> _What to work on_: Put the lines below into a JSON list of strings, with one string for each line and no blank lines.

> _Material_:
● ● ●

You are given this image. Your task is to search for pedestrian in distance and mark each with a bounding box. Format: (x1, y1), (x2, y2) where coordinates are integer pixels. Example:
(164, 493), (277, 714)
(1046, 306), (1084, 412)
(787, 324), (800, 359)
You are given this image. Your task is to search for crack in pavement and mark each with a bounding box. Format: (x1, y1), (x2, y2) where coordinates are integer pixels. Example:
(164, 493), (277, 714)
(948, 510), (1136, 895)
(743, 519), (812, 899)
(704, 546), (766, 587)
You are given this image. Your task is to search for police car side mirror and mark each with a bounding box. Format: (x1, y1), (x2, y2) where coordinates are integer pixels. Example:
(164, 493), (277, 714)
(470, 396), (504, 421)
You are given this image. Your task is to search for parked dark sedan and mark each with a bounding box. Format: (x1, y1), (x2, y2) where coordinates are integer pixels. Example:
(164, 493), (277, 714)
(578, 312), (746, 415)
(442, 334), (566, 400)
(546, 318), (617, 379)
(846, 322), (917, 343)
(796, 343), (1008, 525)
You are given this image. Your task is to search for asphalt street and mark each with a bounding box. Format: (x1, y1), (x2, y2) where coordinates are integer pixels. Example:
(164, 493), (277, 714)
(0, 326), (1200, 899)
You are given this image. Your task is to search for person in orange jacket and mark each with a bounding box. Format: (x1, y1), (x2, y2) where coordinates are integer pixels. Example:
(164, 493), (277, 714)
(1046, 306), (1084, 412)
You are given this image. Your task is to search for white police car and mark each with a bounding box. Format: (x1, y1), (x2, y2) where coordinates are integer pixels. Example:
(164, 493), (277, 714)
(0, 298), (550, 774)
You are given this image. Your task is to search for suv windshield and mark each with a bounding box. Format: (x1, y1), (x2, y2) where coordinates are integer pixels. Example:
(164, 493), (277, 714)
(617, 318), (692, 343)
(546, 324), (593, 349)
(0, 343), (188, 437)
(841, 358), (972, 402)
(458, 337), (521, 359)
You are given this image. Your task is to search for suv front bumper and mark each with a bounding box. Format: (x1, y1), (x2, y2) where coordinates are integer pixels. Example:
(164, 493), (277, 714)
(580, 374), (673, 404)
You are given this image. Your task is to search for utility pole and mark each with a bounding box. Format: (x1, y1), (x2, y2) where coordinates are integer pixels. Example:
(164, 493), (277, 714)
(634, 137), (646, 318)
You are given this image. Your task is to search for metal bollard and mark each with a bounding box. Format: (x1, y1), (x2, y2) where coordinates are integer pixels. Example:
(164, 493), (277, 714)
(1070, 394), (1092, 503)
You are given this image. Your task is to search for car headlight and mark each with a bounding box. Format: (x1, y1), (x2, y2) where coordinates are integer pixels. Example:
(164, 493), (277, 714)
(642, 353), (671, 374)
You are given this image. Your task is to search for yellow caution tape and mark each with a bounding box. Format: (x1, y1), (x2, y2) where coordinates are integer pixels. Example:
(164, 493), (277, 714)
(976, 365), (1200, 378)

● ● ●

> _Result for this task_:
[
  "You are given this image. Your task is to search for pedestrian in distance and mark each with a bounding box. Format: (x1, y1), (x2, y2) where coordinates are integer pixels. Example:",
  "(164, 493), (277, 714)",
  "(1046, 306), (1084, 412)",
  "(787, 324), (800, 359)",
  "You are given this image. Your task is to search for crack in pavement and mark each with a bounding box. Format: (x1, y1), (x2, y2) where coordinates are integer pixels. Example:",
  "(164, 493), (277, 714)",
  "(948, 510), (1136, 895)",
  "(743, 519), (812, 899)",
  "(704, 546), (766, 587)",
  "You are given this image. Your task is to search for police car side mirror and mark each with a bounding box. Format: (x1, y1), (x2, y2) where coordinates are integer pixels. Example:",
  "(164, 493), (277, 714)",
  "(470, 396), (504, 421)",
  "You are given this image. Your task is to search for parked dark sedan and mark each with a bounding box. Format: (x1, y1), (x2, y2) where coordinates are integer pixels. Example:",
  "(164, 493), (277, 714)",
  "(578, 312), (746, 415)",
  "(442, 334), (566, 400)",
  "(546, 318), (617, 379)",
  "(846, 322), (917, 343)",
  "(796, 343), (1008, 525)",
  "You are given this image. Your task is to search for asphalt street and mark each with a bounding box. Format: (x1, y1), (x2, y2) where coordinates are integer pixels. Example:",
  "(164, 493), (277, 714)",
  "(0, 326), (1200, 899)",
  "You are given this image. Your task is to search for person in orange jacket and mark each with a bounding box. Format: (x1, y1), (x2, y2) where coordinates are integer pixels. Example:",
  "(164, 493), (277, 714)",
  "(1046, 306), (1084, 412)",
  "You are given this image. Your task is to search for white police car and mark each with a bounding box. Format: (x1, y1), (x2, y2) where coordinates are integer pixels. Example:",
  "(164, 493), (277, 714)",
  "(0, 298), (550, 774)",
  "You are given this image. Your task is to search for suv windshield and mark each with a bounding box. Format: (x1, y1), (x2, y2) where coordinates are integer pixels. Example:",
  "(164, 493), (277, 714)",
  "(617, 318), (692, 343)",
  "(546, 324), (593, 349)",
  "(0, 343), (188, 437)",
  "(841, 358), (972, 402)",
  "(458, 337), (521, 359)",
  "You are given this image. Your task is to search for suv front bumper and mark each with a bounding box. Format: (x1, y1), (x2, y2) where coordinates are integer pixels. Example:",
  "(164, 493), (277, 714)",
  "(580, 374), (673, 404)",
  "You are given this image. Your task is to search for utility pole and mark each with a bounding box. Format: (x1, y1), (x2, y2) where coordinates are integer pixels. Example:",
  "(164, 493), (277, 714)",
  "(634, 137), (646, 318)",
  "You are given this image. Your task is to search for metal bollard and mark each with a bounding box. Format: (x1, y1), (x2, y2) where coordinates are integer pixels. Example:",
  "(164, 493), (277, 714)",
  "(1070, 394), (1092, 503)",
  "You are given this image. Your task is to search for car headlight and mark each with a bounding box. Format: (x1, y1), (x2, y2) where coordinates are integer pixels. Example:",
  "(164, 493), (277, 714)",
  "(642, 353), (671, 374)",
  "You are given this image. Your task is to search for yellow caution tape and mark each with a bounding box. Format: (x1, y1), (x2, y2) where coordinates are integer pixels. Example:",
  "(164, 493), (277, 714)",
  "(976, 365), (1200, 378)"
]